Copy the material below, swapping each occurrence of "Response" for "Result" and leaving everything else unchanged.
·····
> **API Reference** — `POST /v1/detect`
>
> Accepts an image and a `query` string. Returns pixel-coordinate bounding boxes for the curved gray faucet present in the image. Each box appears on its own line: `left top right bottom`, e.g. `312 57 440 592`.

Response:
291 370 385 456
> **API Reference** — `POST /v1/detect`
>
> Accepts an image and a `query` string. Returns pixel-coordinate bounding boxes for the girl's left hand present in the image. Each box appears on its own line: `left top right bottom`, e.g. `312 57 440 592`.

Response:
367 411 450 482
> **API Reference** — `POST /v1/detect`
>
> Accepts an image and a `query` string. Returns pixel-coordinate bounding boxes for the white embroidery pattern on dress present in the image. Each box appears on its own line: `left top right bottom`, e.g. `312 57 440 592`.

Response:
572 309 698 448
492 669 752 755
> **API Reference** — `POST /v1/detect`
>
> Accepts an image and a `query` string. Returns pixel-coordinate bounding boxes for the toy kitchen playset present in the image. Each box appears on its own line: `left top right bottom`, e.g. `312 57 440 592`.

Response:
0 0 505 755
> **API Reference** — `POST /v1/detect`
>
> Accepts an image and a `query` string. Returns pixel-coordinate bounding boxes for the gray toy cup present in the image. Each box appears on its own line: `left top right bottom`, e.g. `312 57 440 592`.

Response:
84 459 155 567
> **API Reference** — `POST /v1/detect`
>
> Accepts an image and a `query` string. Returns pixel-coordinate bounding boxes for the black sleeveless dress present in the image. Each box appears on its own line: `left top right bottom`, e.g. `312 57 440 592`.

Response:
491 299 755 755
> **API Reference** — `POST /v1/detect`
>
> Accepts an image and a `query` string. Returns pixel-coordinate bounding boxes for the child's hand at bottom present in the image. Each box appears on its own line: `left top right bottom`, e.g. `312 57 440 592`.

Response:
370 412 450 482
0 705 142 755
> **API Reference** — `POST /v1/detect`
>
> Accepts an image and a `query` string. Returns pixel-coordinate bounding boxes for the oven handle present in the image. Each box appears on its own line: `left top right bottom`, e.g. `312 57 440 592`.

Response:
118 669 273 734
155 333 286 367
·····
Task solution:
> **API Reference** — `POST /v1/detect`
>
> Accepts an image and a `query` string. Returns pixel-coordinate bounding boxes for the curved gray faucet present in the image. Each box appears on its own line: `left top right bottom`, e.g. `312 57 440 592`.

Result:
291 370 385 456
> **API Reference** — `POST /v1/detect`
>
> Accepts an image and a `query` string. Returns pixel-coordinate bounding boxes for the girl's left hand present in the image. Each box appears on its own line: `left top right bottom`, e.g. `312 57 440 592`.

Result:
367 411 450 482
> **API Reference** — `POST /v1/detect`
>
> Accepts an image and a `query` string. Returns pixel-coordinate bounding boxes for the white embroidery pattern on dress present in the image. Each box appears on its own line: `left top right bottom`, e.g. `312 57 440 592`.

Result:
572 309 698 448
492 669 752 755
> **API Reference** — `POST /v1/detect`
>
> Accepts an image and a `query` string. Returns pixel-coordinate bounding boxes for the toy kitchen playset present in the image. Each box appears on its own line: `left top right bottom`, e.g. `312 57 440 592`.

Result:
0 0 505 755
> **API Reference** — `POST /v1/detect`
>
> Accepts an image and a `query` string. Returns pixel-coordinate bounding boxes for the gray toy cup present in the image. Each box appears on its own line: `left top right bottom`, e.g. `312 57 440 592`.

Result:
84 459 155 567
> **API Reference** — `POST /v1/detect`
>
> Accepts an image and a `query` string. Returns pixel-coordinate bounding boxes for the black sleeveless dress present in the image. Each box appears on its own line: `left top right bottom`, e.g. `312 57 440 592`.

Result:
491 299 755 755
> **API Reference** — `POST /v1/detect`
>
> Accepts an image and a `query` string. Returns pixel-coordinate bounding boxes for the child's hand at bottom present in the image. Each box appears on its own line: `left top right bottom`, e.g. `312 57 440 592`.

Result:
370 412 450 482
0 705 142 755
> **API Reference** — `POST /v1/detect`
>
> Accepts an image and a `query` string. Returns pixel-coordinate bounding boxes for the oven handle present in the image. Each box appears on its own line: `left top right bottom`, e.g. `312 57 440 592`.

Result:
118 669 273 734
155 333 286 367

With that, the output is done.